◆ **Selected excerpt**:
Another set of detours is provided by the photographs taken by Mendelsohn’s brother Matt, which are interspersed throughout the text. Daniel takes care to point out that these images are not just ancillary to his narrative but represent Matt’s own understanding of their family story. At times, Daniel openly wonders about the framing decisions his brother makes: Why shoot two members of the Australian cohort in the knee-high Bondi Beach surf? But he doesn’t even try to answer. He avoids “the temptation to ventriloquize”–the temptation to play all parts as the storyteller–and allows these images to pass without comment.

Mendelsohn manages, after much cajoling, to get an interview with the winsomely recalcitrant Meg Grossbard, a friend of Shmiel’s daughter Frydka. But, he writes, “she knew that the minute she allowed me to start telling her stories, they would become my stories.” And so she insisted their whole conversation be off the record (Mendelsohn wryly assures us it was remarkable). Thus one of the most resonant scenes in the journey is simply left out. All he shares with us is a description of the traditional Bolechower kasha and pirogies she made for him. He listened, he writes, “in silence, the way I used to listen.” Mendelsohn’s silence is reverent; through it, he concedes that there are stories that are simply not ours to retell. This concession resurfaces at the end of the book in a moving passage, when he at last discovers Shmiel’s fate:

For a long time I had thirsted after specifics, after details, had pushed the people I’d gone all over the world to talk to to remember more, to think harder, to give me the concrete thing that would make the story come alive. But that, I now saw, was the problem. I had wanted the details and the specifics for the story, and had not–as how could I not, I who never knew them, who had never had anything but stories?–really understood until now what it meant to be a detail, a specific…. I was reminded the more forcefully that they had been specific people with specific deaths, and those lives and deaths belonged to them, not me, no matter how gripping the story that may be told about them.

The subtlest tactic in Mendelsohn’s struggle with himself, his struggle against the impulse to possess too exclusively this story, is his use of sentimentality. While Singer’s fear of sentimentality led him into an aloof pose, Mendelsohn confronts sentiment by admitting its power. Sentiment may be unimaginative or unearned emotion, but Mendelsohn sees it as usefully well trodden–ritualized emotion. Singer’s book suffers from emotional vacancy, but Mendelsohn’s is almost overemotional. It is wholly consumed with feeling: for the distant relatives he never knew, for the grandparents he did know, for the siblings with whom he’s sparred. Alongside his discovery of Uncle Shmiel’s fate, he writes, “I found something else, too: a brother whom I’d never really known before, a deep-feeling and soft-hearted man, an artist who says little and sees much…a man whose arm I broke once because, at least in part, he had a name of which I was jealous.”

Because The Lost is not just about the Holocaust but about his own family and his own emotional journey, Mendelsohn expresses guilt that he may be vandalizing the Holocaust to learn more about himself. (His last book, The Elusive Embrace, used his own homosexuality and his love of the classics to help him solve some riddles of his identity.) Yet Mendelsohn’s search for his family story is in fact a way to communicate the pathos of the Holocaust, not an expropriation of it. His sentimentality welcomes us into the private life of a single family devastated by the Holocaust, permitting us to identify with it and thereby gain emotional access to a tragedy that is at once inescapable and elusive. He writes that there are two reasons to visit Auschwitz. The first is for the sheer evidence. “The second is sentimental. For the other reason you to go Auschwitz is the reason you to go a cemetery, which is something that Auschwitz also happens to be: to acknowledge the claims of the dead.”

◆ **Prompt 1**:
In the review of The Lost, who took the photographs that appear throughout the book?
◆ **Prompt 2**:
Reproduce the passage of the review of The Lost starting at "For a long time" and ending at "told about them.".

◆ **Recorded information**:
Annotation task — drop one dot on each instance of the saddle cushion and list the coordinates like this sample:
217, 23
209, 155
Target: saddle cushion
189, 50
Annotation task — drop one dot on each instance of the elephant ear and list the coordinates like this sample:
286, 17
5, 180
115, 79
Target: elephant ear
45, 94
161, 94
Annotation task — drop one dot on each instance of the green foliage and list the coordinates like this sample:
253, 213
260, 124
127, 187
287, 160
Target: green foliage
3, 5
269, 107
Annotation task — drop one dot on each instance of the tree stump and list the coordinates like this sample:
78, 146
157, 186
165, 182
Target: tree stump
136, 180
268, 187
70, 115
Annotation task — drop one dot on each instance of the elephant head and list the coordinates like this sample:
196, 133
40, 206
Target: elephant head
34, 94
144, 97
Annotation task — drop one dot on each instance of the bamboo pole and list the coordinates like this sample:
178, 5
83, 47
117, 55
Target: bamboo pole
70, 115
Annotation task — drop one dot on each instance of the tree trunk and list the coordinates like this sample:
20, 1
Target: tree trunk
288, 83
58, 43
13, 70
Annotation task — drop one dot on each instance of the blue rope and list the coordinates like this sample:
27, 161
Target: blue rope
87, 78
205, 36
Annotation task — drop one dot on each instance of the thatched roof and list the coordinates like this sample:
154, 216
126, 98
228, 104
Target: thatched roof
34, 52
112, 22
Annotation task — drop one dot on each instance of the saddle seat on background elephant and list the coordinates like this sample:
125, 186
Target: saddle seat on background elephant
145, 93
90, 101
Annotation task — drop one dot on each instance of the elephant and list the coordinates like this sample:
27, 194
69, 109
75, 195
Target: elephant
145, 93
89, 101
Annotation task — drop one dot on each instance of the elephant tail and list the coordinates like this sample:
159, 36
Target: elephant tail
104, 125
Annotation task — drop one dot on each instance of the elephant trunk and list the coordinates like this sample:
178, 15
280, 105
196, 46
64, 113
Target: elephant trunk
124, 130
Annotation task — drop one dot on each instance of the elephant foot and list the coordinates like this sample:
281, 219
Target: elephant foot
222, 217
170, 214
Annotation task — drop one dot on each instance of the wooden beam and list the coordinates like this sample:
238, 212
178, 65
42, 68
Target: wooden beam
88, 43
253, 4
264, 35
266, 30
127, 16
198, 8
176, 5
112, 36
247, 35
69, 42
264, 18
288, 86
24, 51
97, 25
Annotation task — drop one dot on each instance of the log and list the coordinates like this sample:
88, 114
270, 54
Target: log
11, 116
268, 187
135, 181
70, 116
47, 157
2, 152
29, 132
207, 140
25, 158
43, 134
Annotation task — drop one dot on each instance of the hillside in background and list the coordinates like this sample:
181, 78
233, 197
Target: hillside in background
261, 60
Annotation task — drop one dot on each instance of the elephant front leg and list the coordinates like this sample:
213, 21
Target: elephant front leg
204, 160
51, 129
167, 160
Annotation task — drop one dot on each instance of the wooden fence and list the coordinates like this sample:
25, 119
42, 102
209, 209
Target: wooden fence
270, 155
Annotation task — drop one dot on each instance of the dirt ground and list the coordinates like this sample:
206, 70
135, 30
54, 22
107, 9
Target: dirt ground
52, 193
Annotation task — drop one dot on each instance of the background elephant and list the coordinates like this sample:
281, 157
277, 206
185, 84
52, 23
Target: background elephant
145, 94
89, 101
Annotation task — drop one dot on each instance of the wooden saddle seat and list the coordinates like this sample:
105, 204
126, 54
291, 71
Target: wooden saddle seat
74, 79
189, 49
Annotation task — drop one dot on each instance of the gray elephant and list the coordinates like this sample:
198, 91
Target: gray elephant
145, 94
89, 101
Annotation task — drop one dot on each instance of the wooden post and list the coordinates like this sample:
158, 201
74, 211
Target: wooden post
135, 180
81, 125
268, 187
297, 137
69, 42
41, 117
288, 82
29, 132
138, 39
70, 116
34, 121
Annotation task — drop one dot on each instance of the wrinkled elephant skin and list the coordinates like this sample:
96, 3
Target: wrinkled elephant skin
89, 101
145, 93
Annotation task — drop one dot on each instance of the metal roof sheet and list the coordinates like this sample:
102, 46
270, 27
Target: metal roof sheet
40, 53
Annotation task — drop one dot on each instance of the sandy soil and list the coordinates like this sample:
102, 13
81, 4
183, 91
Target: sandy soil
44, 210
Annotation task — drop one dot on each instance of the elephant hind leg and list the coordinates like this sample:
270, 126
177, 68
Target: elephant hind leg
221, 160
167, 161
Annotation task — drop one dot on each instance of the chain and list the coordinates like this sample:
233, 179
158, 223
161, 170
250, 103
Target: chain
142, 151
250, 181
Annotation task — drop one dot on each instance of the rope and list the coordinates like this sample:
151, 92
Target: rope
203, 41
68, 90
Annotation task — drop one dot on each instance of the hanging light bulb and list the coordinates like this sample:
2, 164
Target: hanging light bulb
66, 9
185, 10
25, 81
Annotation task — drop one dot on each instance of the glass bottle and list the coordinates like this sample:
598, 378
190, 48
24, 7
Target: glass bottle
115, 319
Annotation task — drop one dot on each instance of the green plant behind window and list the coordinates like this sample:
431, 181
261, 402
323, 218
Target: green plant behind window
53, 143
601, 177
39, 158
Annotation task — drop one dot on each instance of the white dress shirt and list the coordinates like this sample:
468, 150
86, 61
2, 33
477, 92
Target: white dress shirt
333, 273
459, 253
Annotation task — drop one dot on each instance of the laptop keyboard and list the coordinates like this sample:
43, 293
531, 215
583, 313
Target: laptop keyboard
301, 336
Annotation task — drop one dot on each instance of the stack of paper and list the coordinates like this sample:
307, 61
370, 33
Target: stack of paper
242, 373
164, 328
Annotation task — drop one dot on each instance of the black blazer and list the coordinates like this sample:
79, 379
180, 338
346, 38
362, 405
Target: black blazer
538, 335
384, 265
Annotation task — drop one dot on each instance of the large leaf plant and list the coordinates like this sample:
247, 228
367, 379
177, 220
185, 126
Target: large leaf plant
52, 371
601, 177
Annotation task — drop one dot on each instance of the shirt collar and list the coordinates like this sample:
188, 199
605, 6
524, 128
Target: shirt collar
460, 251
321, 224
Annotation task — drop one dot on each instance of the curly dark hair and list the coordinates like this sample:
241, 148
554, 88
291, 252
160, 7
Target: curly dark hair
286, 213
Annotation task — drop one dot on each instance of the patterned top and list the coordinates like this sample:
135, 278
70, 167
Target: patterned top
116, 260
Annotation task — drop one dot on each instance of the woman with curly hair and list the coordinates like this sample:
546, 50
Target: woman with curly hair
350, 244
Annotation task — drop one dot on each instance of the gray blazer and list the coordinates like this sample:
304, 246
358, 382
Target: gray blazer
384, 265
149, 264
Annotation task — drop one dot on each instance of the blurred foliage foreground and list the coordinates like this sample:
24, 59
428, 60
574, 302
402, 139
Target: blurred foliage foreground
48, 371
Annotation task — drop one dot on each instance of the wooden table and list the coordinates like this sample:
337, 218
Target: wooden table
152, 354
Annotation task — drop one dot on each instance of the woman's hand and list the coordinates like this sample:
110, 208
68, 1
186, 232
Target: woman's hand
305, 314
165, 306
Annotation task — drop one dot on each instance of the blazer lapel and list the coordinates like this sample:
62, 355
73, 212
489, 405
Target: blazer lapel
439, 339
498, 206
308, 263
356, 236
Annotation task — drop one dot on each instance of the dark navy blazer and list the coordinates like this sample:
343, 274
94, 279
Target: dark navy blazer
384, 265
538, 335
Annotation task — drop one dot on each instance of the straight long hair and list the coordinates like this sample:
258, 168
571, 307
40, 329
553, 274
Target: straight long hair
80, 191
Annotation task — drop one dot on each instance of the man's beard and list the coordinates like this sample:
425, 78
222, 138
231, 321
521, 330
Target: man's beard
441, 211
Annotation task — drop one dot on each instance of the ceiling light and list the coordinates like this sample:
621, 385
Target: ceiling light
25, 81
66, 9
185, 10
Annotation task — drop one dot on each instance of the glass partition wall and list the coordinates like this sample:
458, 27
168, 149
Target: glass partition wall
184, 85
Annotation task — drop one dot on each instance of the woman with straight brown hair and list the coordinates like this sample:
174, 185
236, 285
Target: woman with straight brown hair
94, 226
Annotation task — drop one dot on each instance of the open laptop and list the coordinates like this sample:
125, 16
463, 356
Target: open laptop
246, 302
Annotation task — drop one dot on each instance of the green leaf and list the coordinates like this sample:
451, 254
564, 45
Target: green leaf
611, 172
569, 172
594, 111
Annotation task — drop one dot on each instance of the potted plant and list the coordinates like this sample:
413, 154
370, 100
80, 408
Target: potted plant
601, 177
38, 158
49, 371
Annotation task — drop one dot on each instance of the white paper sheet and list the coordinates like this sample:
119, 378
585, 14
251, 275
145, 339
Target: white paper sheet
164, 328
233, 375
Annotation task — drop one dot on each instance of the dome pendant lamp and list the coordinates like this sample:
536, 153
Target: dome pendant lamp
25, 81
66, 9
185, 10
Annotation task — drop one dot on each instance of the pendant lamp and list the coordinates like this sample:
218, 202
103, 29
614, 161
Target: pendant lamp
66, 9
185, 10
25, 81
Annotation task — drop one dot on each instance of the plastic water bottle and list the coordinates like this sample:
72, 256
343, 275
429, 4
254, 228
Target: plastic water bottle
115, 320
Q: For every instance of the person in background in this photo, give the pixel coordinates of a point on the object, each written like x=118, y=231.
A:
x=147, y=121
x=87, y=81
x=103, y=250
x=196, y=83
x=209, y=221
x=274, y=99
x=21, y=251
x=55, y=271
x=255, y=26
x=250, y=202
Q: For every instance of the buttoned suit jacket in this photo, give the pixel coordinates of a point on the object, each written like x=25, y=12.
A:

◆ **Exercise result 1**:
Mendelsohn's brother Matt.

◆ **Exercise result 2**:
For a long time I had thirsted after specifics, after details, had pushed the people I’d gone all over the world to talk to to remember more, to think harder, to give me the concrete thing that would make the story come alive. But that, I now saw, was the problem. I had wanted the details and the specifics for the story, and had not–as how could I not, I who never knew them, who had never had anything but stories?–really understood until now what it meant to be a detail, a specific…. I was reminded the more forcefully that they had been specific people with specific deaths, and those lives and deaths belonged to them, not me, no matter how gripping the story that may be told about them.